* [Work to be completed]:
Restate the whole listing exactly.
** BEGIN Supplied entries **
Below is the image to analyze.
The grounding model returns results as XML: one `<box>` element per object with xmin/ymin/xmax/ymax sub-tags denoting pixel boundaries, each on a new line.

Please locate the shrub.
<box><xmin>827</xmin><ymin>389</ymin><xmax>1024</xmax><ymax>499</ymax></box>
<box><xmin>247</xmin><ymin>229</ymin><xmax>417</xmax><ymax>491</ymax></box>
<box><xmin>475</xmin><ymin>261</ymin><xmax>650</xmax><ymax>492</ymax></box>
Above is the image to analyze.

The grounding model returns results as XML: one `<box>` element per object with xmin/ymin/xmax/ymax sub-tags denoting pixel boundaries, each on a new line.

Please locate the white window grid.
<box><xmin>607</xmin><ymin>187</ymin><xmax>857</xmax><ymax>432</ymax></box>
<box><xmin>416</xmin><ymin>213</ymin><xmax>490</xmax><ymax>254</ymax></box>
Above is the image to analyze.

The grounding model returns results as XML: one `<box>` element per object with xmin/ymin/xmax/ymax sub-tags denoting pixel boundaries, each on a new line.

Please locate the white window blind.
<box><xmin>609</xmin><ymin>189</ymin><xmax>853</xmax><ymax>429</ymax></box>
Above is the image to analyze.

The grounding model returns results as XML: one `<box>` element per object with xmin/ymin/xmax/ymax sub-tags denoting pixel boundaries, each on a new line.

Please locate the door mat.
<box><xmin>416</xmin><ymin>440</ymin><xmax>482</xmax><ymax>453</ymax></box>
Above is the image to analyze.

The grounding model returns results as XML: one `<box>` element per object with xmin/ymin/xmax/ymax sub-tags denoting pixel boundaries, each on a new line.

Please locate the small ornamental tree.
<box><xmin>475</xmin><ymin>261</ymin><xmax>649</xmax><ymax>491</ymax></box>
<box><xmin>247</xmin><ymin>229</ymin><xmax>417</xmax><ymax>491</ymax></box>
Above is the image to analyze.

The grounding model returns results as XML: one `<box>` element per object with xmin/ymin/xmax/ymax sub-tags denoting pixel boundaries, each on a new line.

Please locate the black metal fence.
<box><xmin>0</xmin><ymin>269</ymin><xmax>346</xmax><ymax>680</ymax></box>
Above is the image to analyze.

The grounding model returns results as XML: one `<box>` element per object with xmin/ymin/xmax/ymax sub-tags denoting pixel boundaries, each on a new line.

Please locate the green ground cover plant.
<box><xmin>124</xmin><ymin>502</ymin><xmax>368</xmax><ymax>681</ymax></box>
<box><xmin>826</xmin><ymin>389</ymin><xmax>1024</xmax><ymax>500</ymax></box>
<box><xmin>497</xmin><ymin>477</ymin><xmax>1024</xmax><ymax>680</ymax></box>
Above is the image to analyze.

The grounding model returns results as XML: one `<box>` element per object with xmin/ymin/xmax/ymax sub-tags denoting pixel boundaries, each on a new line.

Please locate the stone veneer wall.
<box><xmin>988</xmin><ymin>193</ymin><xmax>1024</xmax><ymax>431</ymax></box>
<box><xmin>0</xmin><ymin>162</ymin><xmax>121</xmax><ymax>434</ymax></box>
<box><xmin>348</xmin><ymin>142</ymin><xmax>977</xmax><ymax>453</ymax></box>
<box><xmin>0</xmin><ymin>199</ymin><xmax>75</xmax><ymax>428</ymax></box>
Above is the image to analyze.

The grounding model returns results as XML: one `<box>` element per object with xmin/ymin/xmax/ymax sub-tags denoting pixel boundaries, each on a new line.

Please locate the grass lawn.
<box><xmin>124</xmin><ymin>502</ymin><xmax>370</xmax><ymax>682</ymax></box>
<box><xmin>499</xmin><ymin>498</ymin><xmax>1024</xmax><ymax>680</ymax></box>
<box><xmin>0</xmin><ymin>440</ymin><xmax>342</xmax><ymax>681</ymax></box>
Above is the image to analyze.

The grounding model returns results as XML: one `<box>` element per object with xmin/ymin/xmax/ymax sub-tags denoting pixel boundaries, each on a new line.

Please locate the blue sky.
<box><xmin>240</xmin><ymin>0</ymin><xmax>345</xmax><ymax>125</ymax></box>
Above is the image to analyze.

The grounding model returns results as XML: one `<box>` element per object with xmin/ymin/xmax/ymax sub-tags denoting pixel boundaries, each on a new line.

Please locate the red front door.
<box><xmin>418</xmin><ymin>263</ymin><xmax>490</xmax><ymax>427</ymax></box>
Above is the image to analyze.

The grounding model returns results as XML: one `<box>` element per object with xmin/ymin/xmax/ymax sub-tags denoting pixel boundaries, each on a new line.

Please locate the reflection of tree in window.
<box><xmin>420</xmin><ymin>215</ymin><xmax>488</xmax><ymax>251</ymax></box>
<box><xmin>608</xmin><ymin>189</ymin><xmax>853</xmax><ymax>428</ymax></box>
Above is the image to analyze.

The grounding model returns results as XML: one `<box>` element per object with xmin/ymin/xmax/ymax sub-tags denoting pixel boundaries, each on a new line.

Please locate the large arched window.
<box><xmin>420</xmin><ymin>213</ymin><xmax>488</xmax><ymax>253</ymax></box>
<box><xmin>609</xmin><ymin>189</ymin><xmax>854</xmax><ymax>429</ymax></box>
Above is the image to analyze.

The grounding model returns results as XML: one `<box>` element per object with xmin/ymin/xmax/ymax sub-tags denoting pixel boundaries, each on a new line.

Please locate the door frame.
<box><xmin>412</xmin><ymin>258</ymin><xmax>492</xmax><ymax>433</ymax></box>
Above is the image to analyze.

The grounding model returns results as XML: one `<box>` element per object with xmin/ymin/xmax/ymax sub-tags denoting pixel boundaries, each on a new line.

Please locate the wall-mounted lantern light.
** END Supplied entries **
* [Answer below]:
Below is the image to analyze.
The grounding model returns results as XML: one `<box>` element per object with xmin/ymin/xmax/ymax sub-tags denoting pixel boundaries, each on a new line.

Please locate the shrub.
<box><xmin>827</xmin><ymin>389</ymin><xmax>1024</xmax><ymax>499</ymax></box>
<box><xmin>247</xmin><ymin>229</ymin><xmax>417</xmax><ymax>491</ymax></box>
<box><xmin>475</xmin><ymin>261</ymin><xmax>650</xmax><ymax>492</ymax></box>
Above is the image to analyze.

The grounding model returns results as XML: one `<box>` element per object with xmin/ymin/xmax/ymax sub-tags denoting pixel boundaries, each on a new line.

Please locate the white window grid.
<box><xmin>607</xmin><ymin>187</ymin><xmax>857</xmax><ymax>432</ymax></box>
<box><xmin>416</xmin><ymin>213</ymin><xmax>490</xmax><ymax>254</ymax></box>
Above is the image to analyze.

The grounding model returns results as XML: one `<box>` element per object with xmin/ymin/xmax/ymax sub-tags denoting pixel boundaries, each on a new line.

Please locate the white window blind.
<box><xmin>609</xmin><ymin>189</ymin><xmax>853</xmax><ymax>429</ymax></box>
Above is the image to analyze.

The grounding model returns results as XML: one `<box>` element per object with xmin/ymin/xmax/ymax sub-tags denoting pixel boundaries, each on a new line.

Please locate the door mat.
<box><xmin>416</xmin><ymin>440</ymin><xmax>482</xmax><ymax>453</ymax></box>
Above is the image to analyze.

The grounding model returns results as XML: one `<box>` element per object with xmin/ymin/xmax/ymax sub-tags denoting pixel boundaries, each on a new line.

Please locate the small ornamental tree.
<box><xmin>475</xmin><ymin>261</ymin><xmax>649</xmax><ymax>491</ymax></box>
<box><xmin>247</xmin><ymin>229</ymin><xmax>417</xmax><ymax>491</ymax></box>
Above is the image to analyze.

The grounding model returns results as XML: one `<box>` element per object with xmin/ymin/xmax/ymax sub-tags denoting pixel boundaries, each on a new line.

Please locate the black metal fence.
<box><xmin>0</xmin><ymin>269</ymin><xmax>346</xmax><ymax>680</ymax></box>
Above is the image to analyze.

The grounding model returns results as XML: one `<box>` element per object with xmin/ymin/xmax/ymax sub-tags denoting pixel boundaries, each on a new line.

Please locate the green ground cover plant.
<box><xmin>124</xmin><ymin>502</ymin><xmax>368</xmax><ymax>681</ymax></box>
<box><xmin>826</xmin><ymin>389</ymin><xmax>1024</xmax><ymax>500</ymax></box>
<box><xmin>497</xmin><ymin>477</ymin><xmax>1024</xmax><ymax>680</ymax></box>
Above is the image to analyze.

The grounding model returns results as XML: one `<box>` element per object with xmin/ymin/xmax/ymax sub-tags denoting pixel boundaries, each on a new line.

Please locate the stone veneer wall.
<box><xmin>988</xmin><ymin>193</ymin><xmax>1024</xmax><ymax>431</ymax></box>
<box><xmin>0</xmin><ymin>162</ymin><xmax>121</xmax><ymax>434</ymax></box>
<box><xmin>348</xmin><ymin>142</ymin><xmax>977</xmax><ymax>453</ymax></box>
<box><xmin>0</xmin><ymin>199</ymin><xmax>75</xmax><ymax>428</ymax></box>
Above is the image to analyze.

The grounding model returns results as XML: one `<box>` element per object with xmin/ymin/xmax/ymax sub-tags denoting pixel boundaries, each on a new line.

Please locate the grass lawn.
<box><xmin>124</xmin><ymin>502</ymin><xmax>370</xmax><ymax>682</ymax></box>
<box><xmin>499</xmin><ymin>498</ymin><xmax>1024</xmax><ymax>680</ymax></box>
<box><xmin>0</xmin><ymin>440</ymin><xmax>342</xmax><ymax>681</ymax></box>
Above is the image to analyze.

The grounding model returns results as XML: one `<box>` element per object with xmin/ymin/xmax/ymax sub-tags denoting pixel boundaries, each on a new line.

Please locate the blue sky.
<box><xmin>240</xmin><ymin>0</ymin><xmax>345</xmax><ymax>125</ymax></box>
Above is the image to analyze.

The grounding model returns results as XML: one `<box>` element per object with xmin/ymin/xmax/ymax sub-tags denoting pixel boundaries, each on a new line.

Please locate the red front door.
<box><xmin>418</xmin><ymin>263</ymin><xmax>490</xmax><ymax>427</ymax></box>
Above is the image to analyze.

The grounding model returns results as XML: one `<box>` element per object with xmin/ymin/xmax/ymax sub-tags denoting pixel boundaries, each on a new line.

Please locate the reflection of tree in window.
<box><xmin>420</xmin><ymin>215</ymin><xmax>488</xmax><ymax>251</ymax></box>
<box><xmin>608</xmin><ymin>189</ymin><xmax>853</xmax><ymax>428</ymax></box>
Above is the image to analyze.

The grounding model returns results as XML: one `<box>` element per object with xmin/ymin/xmax/ymax sub-tags denoting pixel boundaries, each on a new line.

Please locate the large arched window.
<box><xmin>420</xmin><ymin>213</ymin><xmax>488</xmax><ymax>253</ymax></box>
<box><xmin>609</xmin><ymin>189</ymin><xmax>854</xmax><ymax>429</ymax></box>
Above is the image to analyze.

The grounding model returns results as XML: one `<box>` element per object with xmin/ymin/xmax/ymax sub-tags denoting pixel boundaries, each on a new line.

Please locate the door frame.
<box><xmin>412</xmin><ymin>258</ymin><xmax>492</xmax><ymax>433</ymax></box>
Above is the image to analyze.

The grounding model returns results as XML: one `<box>` element per object with xmin/ymin/xmax/ymax sub-tags denoting pixel boundaries, each on a new line.

Please locate the wall-mounted lantern light.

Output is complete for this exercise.